# PROBLEM DETAILS
When you reach the line containing "target | leafy bush" in the entries below, begin reproducing lines exactly, and stop once the line containing "target | bark texture" is done.

(Stored data entries)
--------------------------------------------------
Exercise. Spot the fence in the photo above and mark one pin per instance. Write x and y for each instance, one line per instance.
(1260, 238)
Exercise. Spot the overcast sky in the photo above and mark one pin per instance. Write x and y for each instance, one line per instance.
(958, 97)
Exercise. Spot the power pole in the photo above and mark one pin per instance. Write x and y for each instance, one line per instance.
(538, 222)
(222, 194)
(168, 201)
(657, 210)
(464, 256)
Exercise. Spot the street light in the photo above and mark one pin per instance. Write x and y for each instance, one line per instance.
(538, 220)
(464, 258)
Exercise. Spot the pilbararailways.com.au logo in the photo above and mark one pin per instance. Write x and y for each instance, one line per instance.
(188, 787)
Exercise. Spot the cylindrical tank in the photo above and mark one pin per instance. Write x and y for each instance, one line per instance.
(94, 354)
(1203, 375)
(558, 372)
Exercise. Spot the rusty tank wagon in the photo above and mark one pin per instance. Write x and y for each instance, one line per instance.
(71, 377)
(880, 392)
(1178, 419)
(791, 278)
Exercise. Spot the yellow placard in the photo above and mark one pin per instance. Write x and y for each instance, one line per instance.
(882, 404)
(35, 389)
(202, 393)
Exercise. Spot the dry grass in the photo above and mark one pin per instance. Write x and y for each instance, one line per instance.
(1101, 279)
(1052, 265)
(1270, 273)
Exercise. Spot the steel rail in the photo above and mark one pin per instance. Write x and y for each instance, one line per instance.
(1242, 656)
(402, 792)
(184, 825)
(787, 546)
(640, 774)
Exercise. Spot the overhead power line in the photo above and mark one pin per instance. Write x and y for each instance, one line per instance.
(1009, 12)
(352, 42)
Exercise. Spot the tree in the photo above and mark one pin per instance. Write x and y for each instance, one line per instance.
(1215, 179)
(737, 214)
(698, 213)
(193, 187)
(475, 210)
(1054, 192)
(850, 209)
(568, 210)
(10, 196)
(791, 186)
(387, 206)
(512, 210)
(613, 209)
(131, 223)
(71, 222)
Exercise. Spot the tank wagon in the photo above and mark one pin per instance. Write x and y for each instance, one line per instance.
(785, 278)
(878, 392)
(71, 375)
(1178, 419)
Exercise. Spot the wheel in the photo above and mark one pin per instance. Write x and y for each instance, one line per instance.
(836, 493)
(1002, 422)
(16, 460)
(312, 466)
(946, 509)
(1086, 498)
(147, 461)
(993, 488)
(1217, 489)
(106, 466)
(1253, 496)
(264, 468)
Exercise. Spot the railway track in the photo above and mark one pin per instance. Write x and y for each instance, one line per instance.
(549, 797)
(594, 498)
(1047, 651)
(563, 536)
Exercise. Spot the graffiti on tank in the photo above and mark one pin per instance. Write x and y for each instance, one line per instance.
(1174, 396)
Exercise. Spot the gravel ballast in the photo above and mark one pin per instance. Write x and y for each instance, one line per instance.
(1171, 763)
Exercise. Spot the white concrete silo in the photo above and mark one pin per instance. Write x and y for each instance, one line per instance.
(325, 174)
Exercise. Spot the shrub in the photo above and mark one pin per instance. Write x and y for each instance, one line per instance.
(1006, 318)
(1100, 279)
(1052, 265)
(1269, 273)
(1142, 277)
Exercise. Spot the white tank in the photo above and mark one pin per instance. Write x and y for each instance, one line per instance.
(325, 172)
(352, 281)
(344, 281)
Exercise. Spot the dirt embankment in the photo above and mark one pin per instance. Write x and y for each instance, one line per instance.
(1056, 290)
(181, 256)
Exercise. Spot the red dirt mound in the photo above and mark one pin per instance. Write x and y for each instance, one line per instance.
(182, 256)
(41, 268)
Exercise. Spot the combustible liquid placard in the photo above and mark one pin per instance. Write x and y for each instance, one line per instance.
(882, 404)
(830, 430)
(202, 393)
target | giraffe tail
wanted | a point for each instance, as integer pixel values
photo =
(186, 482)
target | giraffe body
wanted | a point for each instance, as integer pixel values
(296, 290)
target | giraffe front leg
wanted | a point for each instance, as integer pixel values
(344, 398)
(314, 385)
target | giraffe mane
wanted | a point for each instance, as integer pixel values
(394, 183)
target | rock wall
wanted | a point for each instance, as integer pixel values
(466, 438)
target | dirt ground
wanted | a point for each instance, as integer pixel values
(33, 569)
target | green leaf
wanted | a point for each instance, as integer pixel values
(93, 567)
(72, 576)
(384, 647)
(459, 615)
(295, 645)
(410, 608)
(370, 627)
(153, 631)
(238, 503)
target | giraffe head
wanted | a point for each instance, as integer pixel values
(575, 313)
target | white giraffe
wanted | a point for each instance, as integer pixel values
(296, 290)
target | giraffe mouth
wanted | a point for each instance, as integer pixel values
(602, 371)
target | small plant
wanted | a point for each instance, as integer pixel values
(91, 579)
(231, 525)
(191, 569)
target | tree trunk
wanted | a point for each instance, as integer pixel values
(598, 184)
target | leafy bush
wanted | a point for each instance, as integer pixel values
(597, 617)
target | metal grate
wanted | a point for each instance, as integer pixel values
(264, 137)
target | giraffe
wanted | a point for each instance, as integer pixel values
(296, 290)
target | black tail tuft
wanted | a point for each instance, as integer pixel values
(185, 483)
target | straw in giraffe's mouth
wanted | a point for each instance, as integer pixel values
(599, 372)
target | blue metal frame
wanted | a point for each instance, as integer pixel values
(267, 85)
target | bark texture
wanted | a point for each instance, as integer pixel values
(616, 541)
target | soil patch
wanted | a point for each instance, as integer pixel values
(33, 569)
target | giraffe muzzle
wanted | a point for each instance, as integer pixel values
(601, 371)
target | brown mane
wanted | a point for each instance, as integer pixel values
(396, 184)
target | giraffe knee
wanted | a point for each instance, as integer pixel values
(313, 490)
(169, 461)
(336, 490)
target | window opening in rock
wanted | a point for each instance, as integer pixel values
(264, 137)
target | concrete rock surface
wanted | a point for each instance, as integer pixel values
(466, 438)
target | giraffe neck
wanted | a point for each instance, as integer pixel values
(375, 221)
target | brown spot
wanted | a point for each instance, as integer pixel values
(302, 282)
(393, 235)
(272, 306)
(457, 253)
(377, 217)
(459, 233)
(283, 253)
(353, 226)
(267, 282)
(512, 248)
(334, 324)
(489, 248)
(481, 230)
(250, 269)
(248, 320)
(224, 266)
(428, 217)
--------------------------------------------------
# RESPONSE TO THIS TASK
target | leafy bush
wanted | a point for each instance, as integer pixel values
(597, 617)
target | metal grate
wanted | a point for each instance, as integer pixel values
(264, 137)
target | giraffe
wanted | a point for each instance, as integer pixel values
(296, 290)
target | black tail tuft
wanted | a point for each instance, as integer pixel values
(185, 483)
target | straw in giraffe's mouth
wanted | a point for each instance, as integer pixel values
(599, 372)
target | blue metal frame
wanted | a point for each instance, as integer pixel values
(267, 85)
target | bark texture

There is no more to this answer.